(Stored data entries)

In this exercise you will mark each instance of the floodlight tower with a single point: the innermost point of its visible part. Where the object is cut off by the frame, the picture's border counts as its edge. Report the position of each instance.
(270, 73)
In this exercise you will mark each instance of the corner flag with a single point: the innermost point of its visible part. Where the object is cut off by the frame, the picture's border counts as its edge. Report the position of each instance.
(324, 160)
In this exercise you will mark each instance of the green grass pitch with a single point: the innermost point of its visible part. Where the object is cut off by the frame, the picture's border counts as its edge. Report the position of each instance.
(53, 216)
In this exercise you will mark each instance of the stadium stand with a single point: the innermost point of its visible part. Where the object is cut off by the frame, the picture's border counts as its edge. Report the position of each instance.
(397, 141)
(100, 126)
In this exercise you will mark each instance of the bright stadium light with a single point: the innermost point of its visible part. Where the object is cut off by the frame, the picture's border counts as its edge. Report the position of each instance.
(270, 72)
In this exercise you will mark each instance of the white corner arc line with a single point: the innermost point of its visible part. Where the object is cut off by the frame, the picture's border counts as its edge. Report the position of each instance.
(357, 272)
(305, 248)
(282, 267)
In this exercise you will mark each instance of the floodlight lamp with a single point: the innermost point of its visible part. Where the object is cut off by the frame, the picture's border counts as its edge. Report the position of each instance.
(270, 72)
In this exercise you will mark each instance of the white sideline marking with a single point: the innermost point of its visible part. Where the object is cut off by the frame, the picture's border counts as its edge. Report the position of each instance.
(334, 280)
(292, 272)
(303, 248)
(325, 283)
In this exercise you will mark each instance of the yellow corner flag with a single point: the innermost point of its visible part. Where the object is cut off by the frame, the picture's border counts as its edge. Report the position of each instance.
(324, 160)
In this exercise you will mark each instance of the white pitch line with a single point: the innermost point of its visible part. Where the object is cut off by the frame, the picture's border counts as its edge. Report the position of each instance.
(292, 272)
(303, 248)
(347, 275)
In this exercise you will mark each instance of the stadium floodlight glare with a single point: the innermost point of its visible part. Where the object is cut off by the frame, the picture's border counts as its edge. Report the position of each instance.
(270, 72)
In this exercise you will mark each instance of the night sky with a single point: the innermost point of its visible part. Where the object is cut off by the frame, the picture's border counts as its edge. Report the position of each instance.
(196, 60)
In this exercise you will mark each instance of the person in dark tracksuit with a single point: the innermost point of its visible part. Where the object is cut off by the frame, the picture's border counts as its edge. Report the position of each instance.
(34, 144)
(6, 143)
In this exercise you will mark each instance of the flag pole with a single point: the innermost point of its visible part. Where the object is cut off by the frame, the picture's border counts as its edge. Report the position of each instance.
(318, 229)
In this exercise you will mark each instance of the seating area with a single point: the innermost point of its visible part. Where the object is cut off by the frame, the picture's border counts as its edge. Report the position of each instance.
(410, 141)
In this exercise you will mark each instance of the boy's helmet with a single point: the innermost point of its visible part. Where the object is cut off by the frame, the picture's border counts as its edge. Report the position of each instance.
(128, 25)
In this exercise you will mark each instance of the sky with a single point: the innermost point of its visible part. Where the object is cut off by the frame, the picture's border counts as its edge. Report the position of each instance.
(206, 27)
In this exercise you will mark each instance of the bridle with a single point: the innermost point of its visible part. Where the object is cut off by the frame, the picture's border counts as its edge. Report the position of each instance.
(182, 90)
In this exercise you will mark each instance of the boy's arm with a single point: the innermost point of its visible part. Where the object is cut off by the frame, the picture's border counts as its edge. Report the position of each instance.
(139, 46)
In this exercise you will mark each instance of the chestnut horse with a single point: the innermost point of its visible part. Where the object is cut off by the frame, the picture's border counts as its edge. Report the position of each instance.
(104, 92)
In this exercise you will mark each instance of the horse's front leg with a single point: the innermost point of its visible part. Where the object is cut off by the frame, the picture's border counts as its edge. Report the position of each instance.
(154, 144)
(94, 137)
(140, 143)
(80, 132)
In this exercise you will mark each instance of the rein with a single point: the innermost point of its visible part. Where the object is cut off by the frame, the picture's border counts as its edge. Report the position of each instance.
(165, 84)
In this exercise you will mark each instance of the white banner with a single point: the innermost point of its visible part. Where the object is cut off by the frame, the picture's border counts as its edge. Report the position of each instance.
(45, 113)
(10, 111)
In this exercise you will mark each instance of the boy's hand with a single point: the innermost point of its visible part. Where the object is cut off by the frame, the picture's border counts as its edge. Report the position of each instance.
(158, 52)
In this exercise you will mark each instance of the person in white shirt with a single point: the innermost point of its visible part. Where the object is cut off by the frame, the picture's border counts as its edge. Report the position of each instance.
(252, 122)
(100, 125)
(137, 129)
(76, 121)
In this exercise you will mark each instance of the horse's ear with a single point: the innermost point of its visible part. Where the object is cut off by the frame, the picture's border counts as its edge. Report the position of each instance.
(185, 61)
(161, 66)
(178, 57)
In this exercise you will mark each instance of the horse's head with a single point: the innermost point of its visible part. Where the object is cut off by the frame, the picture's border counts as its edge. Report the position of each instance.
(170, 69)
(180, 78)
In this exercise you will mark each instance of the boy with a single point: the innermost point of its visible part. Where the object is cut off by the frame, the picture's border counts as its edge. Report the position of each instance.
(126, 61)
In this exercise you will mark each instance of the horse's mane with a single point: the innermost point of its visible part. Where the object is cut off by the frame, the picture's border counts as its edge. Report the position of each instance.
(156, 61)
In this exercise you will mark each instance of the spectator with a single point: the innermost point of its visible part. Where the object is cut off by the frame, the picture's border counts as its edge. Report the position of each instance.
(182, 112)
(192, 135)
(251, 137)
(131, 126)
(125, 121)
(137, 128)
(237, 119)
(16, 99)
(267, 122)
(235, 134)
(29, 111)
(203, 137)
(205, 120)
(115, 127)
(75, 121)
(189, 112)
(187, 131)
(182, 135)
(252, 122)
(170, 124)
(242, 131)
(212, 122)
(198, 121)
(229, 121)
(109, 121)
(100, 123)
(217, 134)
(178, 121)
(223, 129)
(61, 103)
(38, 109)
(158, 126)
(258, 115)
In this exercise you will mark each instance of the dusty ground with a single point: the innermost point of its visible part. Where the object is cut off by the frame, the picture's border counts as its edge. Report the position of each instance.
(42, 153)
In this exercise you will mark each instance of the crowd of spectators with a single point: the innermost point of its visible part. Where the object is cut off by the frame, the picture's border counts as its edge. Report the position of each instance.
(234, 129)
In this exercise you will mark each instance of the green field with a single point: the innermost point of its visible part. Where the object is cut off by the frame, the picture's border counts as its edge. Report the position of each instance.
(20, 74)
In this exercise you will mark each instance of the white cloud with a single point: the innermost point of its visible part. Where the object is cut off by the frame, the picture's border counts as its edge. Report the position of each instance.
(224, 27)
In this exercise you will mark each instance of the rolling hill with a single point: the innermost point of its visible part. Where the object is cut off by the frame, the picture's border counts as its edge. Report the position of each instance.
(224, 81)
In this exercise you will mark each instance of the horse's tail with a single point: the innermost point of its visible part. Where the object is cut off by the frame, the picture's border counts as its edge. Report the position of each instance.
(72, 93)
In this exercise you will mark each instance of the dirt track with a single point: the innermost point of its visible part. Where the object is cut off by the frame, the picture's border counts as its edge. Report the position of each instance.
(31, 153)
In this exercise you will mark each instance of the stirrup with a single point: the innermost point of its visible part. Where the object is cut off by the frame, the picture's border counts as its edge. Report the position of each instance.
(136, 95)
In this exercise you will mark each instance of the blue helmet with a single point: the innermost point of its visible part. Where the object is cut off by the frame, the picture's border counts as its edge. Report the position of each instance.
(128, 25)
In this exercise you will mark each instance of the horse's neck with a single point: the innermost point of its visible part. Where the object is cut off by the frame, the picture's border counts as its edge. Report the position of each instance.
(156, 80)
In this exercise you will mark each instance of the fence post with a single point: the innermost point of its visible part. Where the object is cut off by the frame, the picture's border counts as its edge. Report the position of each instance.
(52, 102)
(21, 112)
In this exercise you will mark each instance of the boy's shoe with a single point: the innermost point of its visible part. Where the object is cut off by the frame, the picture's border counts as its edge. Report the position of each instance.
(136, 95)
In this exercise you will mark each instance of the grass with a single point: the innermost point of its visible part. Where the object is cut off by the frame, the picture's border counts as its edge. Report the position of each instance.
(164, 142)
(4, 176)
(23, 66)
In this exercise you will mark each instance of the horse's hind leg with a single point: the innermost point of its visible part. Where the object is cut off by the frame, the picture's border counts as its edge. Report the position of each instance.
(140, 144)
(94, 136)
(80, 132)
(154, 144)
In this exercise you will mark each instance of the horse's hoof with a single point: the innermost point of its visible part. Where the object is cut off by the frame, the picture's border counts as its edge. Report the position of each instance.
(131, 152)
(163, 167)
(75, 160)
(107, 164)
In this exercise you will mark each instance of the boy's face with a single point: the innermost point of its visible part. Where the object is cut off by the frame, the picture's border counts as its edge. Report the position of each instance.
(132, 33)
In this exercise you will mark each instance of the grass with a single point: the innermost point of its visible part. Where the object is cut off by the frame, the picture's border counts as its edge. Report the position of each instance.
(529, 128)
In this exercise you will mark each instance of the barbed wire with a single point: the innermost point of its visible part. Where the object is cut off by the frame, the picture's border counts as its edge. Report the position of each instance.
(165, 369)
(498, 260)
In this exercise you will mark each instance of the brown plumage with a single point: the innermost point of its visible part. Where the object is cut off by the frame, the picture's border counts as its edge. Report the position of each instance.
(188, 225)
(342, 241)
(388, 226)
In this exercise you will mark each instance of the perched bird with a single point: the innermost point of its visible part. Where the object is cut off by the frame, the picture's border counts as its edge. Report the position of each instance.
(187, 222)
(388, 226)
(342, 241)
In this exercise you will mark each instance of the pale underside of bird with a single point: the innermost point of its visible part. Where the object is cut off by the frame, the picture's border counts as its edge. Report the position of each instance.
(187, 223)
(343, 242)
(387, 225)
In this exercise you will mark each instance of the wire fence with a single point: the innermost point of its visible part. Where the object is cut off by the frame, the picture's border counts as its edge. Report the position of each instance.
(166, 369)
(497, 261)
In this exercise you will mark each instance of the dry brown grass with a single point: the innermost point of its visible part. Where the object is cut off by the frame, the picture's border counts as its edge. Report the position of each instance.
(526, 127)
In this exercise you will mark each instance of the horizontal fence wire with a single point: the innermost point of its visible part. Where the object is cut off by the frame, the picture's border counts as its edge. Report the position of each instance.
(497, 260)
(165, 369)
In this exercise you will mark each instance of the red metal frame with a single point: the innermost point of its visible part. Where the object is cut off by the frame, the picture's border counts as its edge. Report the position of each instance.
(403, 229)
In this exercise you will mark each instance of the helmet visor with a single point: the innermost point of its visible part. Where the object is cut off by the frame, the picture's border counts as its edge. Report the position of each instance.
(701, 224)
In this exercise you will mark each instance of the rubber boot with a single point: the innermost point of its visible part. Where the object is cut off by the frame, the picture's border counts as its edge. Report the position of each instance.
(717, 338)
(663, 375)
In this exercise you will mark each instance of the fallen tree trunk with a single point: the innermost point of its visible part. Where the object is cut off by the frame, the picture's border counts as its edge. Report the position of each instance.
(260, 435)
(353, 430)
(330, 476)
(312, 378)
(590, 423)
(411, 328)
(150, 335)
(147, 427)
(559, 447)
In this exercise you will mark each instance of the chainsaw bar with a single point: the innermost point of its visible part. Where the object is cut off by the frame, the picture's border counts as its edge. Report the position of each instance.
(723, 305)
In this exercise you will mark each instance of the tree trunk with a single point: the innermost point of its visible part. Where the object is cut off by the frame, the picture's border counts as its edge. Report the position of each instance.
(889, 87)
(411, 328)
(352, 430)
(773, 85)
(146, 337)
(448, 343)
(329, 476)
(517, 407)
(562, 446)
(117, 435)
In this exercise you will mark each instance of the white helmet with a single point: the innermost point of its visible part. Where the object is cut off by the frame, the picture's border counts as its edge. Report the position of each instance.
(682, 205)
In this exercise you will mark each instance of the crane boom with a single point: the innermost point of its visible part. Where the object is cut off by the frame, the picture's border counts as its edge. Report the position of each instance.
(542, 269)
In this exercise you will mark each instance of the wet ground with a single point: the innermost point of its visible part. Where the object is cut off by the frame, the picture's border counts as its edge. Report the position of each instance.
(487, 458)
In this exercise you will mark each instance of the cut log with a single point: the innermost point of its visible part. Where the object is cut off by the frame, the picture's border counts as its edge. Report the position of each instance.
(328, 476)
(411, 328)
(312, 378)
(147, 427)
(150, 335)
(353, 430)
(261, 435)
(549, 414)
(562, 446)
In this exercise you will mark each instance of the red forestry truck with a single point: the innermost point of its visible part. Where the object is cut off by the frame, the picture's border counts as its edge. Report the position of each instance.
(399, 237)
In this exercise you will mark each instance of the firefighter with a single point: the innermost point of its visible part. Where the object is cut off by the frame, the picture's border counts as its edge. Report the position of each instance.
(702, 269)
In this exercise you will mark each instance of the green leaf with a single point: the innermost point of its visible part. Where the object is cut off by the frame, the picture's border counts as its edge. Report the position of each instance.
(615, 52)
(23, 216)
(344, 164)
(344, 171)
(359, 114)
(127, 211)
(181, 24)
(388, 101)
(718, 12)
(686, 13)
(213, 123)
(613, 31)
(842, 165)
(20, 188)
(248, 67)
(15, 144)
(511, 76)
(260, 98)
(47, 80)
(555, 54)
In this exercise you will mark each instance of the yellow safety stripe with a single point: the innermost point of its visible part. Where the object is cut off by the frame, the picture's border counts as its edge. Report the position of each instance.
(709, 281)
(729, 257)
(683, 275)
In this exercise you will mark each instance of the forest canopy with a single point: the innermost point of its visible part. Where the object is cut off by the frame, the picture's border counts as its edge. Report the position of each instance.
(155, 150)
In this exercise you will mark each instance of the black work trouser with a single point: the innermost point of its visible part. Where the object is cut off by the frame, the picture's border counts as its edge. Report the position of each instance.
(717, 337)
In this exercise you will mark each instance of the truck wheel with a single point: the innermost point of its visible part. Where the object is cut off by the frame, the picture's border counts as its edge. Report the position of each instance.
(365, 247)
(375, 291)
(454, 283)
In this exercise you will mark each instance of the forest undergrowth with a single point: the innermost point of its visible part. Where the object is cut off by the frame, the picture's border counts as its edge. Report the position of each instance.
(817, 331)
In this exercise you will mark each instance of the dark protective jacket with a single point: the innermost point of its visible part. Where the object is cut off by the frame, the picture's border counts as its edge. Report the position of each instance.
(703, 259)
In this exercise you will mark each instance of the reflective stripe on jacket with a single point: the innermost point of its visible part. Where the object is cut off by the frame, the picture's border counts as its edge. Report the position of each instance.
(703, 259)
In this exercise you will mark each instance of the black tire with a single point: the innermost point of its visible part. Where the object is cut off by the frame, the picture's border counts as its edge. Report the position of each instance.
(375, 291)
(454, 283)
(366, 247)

BRIEF:
From the line that contains "In this exercise you will mark each instance of the dark" down to the last line above, print each line exactly as it appears.

TASK OUTPUT:
In this exercise you will mark each instance of the dark protective jacket with a single point: the innermost point of its visible part. Where the object is cut off by the frame, the picture's border counts as its edge. Report the position of each instance.
(703, 259)
In this exercise you will mark each instance of the reflective stripe on jacket with a single point: the innermost point of its visible part. Where the object is cut off by the frame, the picture's border counts as its edge. Report the position of each instance.
(703, 259)
In this exercise you will mark each instance of the black tire with a single point: the innermost point of its visible part. Where the object is cut off by the frame, the picture's border counts as its edge. Report the position of each instance.
(375, 291)
(454, 283)
(366, 247)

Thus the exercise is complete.